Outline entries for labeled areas
::::::::

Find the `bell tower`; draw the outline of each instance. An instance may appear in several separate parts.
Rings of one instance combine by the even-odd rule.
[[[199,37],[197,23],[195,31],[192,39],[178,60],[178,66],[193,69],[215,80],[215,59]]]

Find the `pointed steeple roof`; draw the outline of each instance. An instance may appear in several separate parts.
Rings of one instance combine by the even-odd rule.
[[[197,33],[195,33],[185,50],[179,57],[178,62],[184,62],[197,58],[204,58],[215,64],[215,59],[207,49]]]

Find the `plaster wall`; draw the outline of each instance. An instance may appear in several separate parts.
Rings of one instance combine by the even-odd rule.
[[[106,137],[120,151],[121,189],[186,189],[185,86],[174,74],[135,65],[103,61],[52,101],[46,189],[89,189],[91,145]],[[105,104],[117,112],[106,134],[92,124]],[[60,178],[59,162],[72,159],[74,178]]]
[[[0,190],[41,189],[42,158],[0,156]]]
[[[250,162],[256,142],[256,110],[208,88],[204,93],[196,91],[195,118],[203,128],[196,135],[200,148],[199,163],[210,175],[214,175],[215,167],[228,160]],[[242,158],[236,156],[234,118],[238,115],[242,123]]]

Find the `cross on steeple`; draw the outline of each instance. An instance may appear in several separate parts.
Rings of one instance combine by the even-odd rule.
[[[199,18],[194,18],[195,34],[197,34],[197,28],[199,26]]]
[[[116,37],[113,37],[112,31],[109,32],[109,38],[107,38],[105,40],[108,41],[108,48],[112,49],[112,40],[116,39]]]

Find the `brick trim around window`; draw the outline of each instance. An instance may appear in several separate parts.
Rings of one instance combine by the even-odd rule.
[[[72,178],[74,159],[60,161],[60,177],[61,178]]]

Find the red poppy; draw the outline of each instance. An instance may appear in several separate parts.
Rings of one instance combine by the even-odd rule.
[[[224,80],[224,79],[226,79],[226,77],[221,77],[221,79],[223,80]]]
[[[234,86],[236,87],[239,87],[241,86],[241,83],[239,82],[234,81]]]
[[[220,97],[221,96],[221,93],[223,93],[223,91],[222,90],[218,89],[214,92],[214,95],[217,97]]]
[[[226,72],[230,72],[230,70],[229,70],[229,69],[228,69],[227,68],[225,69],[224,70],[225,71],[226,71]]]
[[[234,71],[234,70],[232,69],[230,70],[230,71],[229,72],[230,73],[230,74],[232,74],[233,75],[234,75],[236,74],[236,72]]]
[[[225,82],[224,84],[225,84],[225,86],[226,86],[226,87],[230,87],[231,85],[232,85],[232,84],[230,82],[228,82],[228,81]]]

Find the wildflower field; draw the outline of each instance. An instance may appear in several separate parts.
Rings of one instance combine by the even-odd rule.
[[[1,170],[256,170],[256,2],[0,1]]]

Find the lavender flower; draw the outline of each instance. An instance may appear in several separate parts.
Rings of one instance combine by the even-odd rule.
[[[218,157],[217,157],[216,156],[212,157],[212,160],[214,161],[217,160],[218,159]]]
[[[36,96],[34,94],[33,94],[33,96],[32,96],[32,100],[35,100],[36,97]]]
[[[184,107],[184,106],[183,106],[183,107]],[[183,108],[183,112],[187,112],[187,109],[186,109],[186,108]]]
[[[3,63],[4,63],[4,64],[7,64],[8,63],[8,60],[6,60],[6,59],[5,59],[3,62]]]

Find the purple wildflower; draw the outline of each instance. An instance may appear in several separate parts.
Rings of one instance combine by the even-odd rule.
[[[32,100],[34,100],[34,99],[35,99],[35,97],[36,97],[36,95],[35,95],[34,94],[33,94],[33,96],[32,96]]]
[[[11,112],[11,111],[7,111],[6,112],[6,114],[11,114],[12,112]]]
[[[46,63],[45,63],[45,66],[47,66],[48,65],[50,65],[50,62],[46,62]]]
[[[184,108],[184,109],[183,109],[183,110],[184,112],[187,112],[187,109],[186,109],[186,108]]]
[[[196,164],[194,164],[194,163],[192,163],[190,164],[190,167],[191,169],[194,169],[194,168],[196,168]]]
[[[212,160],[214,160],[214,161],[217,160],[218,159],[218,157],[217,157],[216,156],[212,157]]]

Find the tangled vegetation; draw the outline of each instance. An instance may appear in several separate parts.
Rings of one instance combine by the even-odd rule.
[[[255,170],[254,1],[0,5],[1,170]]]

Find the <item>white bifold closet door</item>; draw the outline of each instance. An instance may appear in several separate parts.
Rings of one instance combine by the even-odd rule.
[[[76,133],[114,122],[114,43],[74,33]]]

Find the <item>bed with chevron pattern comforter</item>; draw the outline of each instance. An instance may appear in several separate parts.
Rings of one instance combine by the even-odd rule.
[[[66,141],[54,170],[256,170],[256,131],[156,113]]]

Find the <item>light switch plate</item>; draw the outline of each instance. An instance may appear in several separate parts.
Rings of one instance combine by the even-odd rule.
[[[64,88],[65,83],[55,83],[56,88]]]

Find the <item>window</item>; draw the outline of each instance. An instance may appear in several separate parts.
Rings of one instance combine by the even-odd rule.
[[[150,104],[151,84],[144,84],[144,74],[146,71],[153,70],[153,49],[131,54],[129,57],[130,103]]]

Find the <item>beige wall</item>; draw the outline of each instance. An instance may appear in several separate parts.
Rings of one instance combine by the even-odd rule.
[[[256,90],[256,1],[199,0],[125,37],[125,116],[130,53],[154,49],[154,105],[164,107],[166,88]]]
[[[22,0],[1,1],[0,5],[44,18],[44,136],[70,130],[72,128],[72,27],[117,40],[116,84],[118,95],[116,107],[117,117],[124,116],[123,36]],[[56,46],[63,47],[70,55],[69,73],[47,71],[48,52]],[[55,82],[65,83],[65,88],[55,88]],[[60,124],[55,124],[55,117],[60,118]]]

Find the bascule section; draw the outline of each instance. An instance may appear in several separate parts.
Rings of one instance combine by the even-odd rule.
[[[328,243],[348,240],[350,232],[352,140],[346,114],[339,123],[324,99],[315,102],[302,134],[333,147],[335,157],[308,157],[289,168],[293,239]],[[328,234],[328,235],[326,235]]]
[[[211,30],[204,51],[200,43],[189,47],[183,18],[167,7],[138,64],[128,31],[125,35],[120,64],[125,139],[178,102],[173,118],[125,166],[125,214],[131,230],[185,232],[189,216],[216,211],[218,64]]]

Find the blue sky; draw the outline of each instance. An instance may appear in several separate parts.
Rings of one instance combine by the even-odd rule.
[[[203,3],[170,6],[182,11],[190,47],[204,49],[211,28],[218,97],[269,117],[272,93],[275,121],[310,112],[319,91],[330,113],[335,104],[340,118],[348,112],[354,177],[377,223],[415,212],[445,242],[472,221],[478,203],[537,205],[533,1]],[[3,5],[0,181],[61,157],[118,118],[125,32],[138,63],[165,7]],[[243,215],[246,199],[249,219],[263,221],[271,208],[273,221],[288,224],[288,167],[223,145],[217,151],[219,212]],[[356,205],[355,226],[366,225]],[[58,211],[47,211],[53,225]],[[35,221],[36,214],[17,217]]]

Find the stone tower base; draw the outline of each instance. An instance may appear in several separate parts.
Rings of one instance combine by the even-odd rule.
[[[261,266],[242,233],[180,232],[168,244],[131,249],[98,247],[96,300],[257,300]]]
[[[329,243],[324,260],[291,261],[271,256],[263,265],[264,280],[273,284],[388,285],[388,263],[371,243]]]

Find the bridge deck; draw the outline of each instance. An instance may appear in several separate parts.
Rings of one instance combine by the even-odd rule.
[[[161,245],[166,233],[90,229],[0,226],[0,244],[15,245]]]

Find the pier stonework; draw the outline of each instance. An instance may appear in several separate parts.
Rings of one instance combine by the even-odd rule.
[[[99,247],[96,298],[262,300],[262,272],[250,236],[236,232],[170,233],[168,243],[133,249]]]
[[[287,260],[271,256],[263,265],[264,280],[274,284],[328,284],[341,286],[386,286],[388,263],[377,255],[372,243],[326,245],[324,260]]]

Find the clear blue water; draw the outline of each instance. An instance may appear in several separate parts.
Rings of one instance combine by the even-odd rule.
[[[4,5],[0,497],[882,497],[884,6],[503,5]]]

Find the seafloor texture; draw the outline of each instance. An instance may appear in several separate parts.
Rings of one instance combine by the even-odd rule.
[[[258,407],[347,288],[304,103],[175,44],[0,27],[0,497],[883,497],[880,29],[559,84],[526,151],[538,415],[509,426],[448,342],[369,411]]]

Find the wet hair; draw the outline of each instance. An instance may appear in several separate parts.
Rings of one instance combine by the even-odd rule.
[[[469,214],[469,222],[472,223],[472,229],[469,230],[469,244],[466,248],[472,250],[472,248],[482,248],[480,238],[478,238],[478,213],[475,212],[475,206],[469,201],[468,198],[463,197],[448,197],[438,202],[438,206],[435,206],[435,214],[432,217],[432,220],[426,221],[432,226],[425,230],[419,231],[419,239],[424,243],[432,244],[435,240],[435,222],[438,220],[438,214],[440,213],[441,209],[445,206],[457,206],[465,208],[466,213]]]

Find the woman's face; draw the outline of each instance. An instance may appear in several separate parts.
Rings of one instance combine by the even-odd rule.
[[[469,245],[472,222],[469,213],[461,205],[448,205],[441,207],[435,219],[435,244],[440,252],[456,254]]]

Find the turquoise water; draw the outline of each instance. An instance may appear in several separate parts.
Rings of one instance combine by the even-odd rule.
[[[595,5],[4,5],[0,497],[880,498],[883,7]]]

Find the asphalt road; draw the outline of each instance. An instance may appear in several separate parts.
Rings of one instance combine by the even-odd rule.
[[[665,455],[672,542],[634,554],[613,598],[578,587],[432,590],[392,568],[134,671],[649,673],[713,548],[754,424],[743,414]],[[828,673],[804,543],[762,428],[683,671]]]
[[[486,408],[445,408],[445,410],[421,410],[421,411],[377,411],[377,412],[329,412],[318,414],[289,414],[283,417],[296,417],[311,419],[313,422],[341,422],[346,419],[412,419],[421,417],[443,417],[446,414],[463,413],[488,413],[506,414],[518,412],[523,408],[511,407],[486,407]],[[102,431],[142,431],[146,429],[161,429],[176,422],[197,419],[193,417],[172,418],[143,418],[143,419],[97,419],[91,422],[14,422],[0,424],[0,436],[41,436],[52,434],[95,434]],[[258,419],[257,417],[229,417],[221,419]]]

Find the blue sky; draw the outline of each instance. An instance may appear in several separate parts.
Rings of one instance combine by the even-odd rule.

::::::::

» **SHORT PROBLEM**:
Please turn the lines of the listing above into a numbered list, starting with the line that contains "Find the clear" and going on through the line that contains "[[[4,5],[0,497],[882,497],[884,6],[503,5]]]". Leave out any blank lines.

» **WRITTEN ANSWER**:
1. Find the clear blue water; draw the outline of each instance. An instance may appear in several separate parts.
2. Rings of one instance combine by the even-odd rule.
3. [[[4,5],[0,497],[882,497],[884,6],[503,5]]]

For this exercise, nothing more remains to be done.